## [Exercise objective]
Return the entries verbatim and drop every picture.

>> BEGIN Data rows

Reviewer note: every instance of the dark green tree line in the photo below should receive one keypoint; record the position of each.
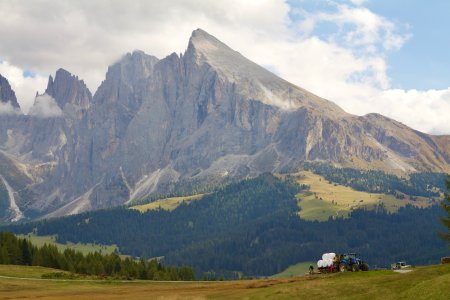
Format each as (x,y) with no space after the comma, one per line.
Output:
(16,251)
(445,204)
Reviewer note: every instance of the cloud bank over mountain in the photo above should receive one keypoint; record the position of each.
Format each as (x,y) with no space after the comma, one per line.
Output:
(339,53)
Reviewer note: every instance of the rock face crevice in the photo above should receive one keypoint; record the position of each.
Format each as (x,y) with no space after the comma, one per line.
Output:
(207,114)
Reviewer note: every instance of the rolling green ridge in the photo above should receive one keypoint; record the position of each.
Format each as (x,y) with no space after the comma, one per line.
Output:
(253,227)
(430,282)
(17,251)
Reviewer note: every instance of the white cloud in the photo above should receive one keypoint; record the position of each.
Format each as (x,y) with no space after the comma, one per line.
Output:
(7,109)
(347,65)
(24,87)
(45,106)
(358,2)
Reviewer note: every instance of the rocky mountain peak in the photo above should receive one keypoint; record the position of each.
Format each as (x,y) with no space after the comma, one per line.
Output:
(67,89)
(252,80)
(7,95)
(132,67)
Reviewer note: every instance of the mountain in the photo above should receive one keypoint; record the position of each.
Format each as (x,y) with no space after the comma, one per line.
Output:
(209,115)
(252,227)
(8,100)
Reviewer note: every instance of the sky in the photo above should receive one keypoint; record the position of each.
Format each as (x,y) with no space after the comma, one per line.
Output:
(388,57)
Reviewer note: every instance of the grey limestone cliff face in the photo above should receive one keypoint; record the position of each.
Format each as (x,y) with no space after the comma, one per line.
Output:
(7,95)
(209,113)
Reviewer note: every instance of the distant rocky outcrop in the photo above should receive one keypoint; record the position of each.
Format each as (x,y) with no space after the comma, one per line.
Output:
(207,114)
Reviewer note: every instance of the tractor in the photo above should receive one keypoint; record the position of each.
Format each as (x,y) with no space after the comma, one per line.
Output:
(350,262)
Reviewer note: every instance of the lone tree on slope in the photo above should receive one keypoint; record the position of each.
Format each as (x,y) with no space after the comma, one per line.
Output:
(445,204)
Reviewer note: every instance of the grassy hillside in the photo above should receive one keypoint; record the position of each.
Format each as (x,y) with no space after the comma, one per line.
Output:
(252,227)
(324,199)
(295,270)
(167,203)
(430,282)
(84,248)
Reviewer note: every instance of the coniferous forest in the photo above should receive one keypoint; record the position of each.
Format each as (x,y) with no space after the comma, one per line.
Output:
(252,227)
(16,251)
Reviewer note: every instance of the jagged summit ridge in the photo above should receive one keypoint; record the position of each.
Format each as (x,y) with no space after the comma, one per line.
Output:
(210,114)
(252,79)
(7,95)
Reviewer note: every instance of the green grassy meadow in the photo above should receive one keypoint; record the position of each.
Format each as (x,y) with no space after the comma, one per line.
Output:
(430,282)
(324,199)
(295,270)
(83,248)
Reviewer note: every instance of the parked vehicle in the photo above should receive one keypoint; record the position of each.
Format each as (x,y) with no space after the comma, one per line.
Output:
(400,265)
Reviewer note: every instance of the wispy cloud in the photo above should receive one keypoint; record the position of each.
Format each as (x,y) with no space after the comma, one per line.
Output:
(45,106)
(339,52)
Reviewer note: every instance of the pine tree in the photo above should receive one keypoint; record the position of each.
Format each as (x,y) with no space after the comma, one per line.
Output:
(445,204)
(26,255)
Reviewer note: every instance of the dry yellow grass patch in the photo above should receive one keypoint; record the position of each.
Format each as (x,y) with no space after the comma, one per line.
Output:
(324,199)
(167,203)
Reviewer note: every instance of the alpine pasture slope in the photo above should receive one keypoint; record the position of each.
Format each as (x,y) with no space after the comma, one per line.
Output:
(425,283)
(208,115)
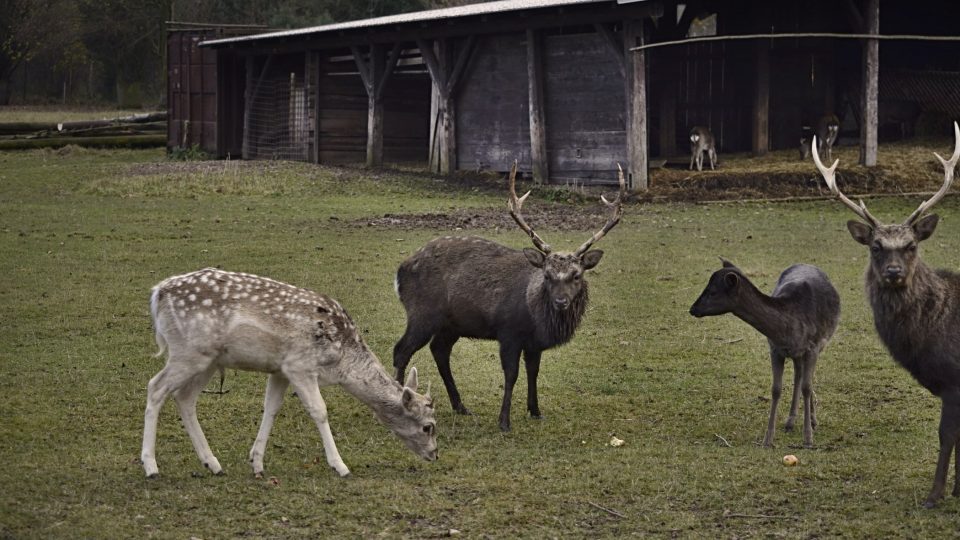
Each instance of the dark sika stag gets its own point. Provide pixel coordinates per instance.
(916, 309)
(529, 300)
(798, 319)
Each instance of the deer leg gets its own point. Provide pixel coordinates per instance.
(776, 363)
(441, 346)
(305, 384)
(186, 398)
(806, 388)
(531, 359)
(795, 400)
(949, 431)
(412, 341)
(510, 361)
(272, 400)
(168, 380)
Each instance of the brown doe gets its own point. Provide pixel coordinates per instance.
(529, 300)
(916, 309)
(701, 140)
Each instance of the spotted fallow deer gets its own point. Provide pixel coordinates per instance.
(916, 309)
(529, 300)
(210, 320)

>> END Data rows

## [Reply to the task]
Reviewer note: every instance of the dark green tree line in the photo below should receive one keypoint; record the position of each.
Format each as (x,y) with no space after the comma, one per line.
Output:
(16,251)
(445,204)
Reviewer note: every instance of the cloud bank over mountain in the photo above should receive one keypoint; record the position of each.
Format each as (x,y) with no space after the comma, one per line.
Output:
(339,53)
Reviewer note: every instance of the rock face crevice in the photo above should receive one keypoint; record the position of each.
Format each as (x,y) with no space after the comma, one per line.
Output:
(207,114)
Reviewer note: every instance of the rolling green ridge in the photo above should receive one keypoint; record the position of each.
Format each as (x,y) with no space after the comma, one per line.
Output:
(253,227)
(430,282)
(17,251)
Reviewer note: every instance of the white cloud in the photo above should receive one keypoint; record the position of each.
Format each as (x,y) with no space after the comma, one per line.
Output:
(7,109)
(347,65)
(24,87)
(45,106)
(358,2)
Reviewer note: every instance of the rocky mountain peak in the photo above should receive one keypoint; record the position of each.
Format each as (x,y) with no space after the comma, one per line.
Output:
(67,89)
(252,80)
(7,95)
(132,67)
Reviewer note: every instance of the mountain in the photo above should receive one keypoint; record the position of each.
Format each as (x,y) with no space after the comma, one per line.
Output:
(209,115)
(252,227)
(8,100)
Reviewer note: every instance of the sky in the photo above should receive one keypoint; record the position of each.
Format each as (x,y) with no space after the comma, one per line.
Output:
(388,57)
Reviewer note: every instance of the grey limestone cliff face in the photo above should receive one keypoint; record the position of each.
Format each as (x,y) with no space after the comma, one per line.
Output:
(7,95)
(209,113)
Reviewer note: every instance of the distant rocky outcrop in the photo above should receive one keypoint; record the position of each.
Format each as (x,y) with no space after the comma, one per line.
Output:
(207,114)
Reviewer note: every instance of the tractor in the photo above should receive one keypoint; record the position of each.
Format each as (x,y) with no space after the comma, one per line.
Output:
(350,262)
Reviewer note: every instance of the lone tree on slope in the photo above should receive one keypoint; record the position of each.
Format each as (x,y) with no space after the comma, one per line.
Output:
(445,204)
Reviewer note: every instance of the grassy hillside in the photo above should receive one keypoint; record the position of each.
Format each as (x,y) with no space after the comma, one per line.
Output:
(252,227)
(324,199)
(295,270)
(167,203)
(430,282)
(84,248)
Reviewer note: every instance of the coniferous forest in the photo above should receive one keypoint; record the position of each.
Format each as (x,y) with no space after the comma, one per line.
Output:
(252,227)
(16,251)
Reviewer note: every instance of the jagged summit ridge in the photo above should receive one keypoint; record the position of each.
Format each as (x,y) with no space after the comma, one per line.
Output:
(210,114)
(252,79)
(7,95)
Reviewer note: every instance of the green grassy meadow in the photo above should receive one keypoint; record the position of each.
Format each as (x,y) with no space after the comma, one per line.
Output:
(430,282)
(324,199)
(295,270)
(83,248)
Reviewer note: every instance of the parked vehicle in the photo above should receive one keypoint; record the position of each.
Format each as (x,y) with no space after the comma, one per line.
Output:
(400,265)
Reviewer note: every instance of the wispy cloud in the photo above should receive one keypoint; record the position of each.
Format each as (x,y) with no space after the comma, one per line.
Output:
(45,106)
(339,52)
Reviewer note: every instance of the pine tree in the photo above should receive one keypoint; record the position of each.
Format each as (x,y) with no space after the comma, one per line.
Output:
(445,204)
(26,255)
Reviewer note: every instance of the dry yellow grass patch in the photo above should receive one keypoint; record the position of each.
Format each as (x,y) with no space after the comma, one per line.
Output:
(324,199)
(167,203)
Reviewer note: every instance of the alpine pasture slope in the photo above should receive one keypoint; record the position of each.
Format each as (x,y) with no space after the comma, one per line.
Output:
(425,283)
(208,115)
Each instance of the dark sika stag gets its own point. Provide pixel coordinates per instance.
(916, 309)
(529, 300)
(798, 319)
Each instance of the deer leg gets its own point. Provide pixel coordinates per instance.
(776, 363)
(441, 346)
(305, 384)
(186, 398)
(806, 388)
(531, 359)
(795, 400)
(949, 431)
(412, 341)
(510, 361)
(272, 400)
(168, 380)
Each instance of the brown doe gets its own point. Provide pixel coordinates per instance.
(529, 300)
(916, 309)
(701, 140)
Each instance of the spotted fallow deer gets its own point. Provide pixel coordinates per instance.
(916, 309)
(529, 300)
(210, 320)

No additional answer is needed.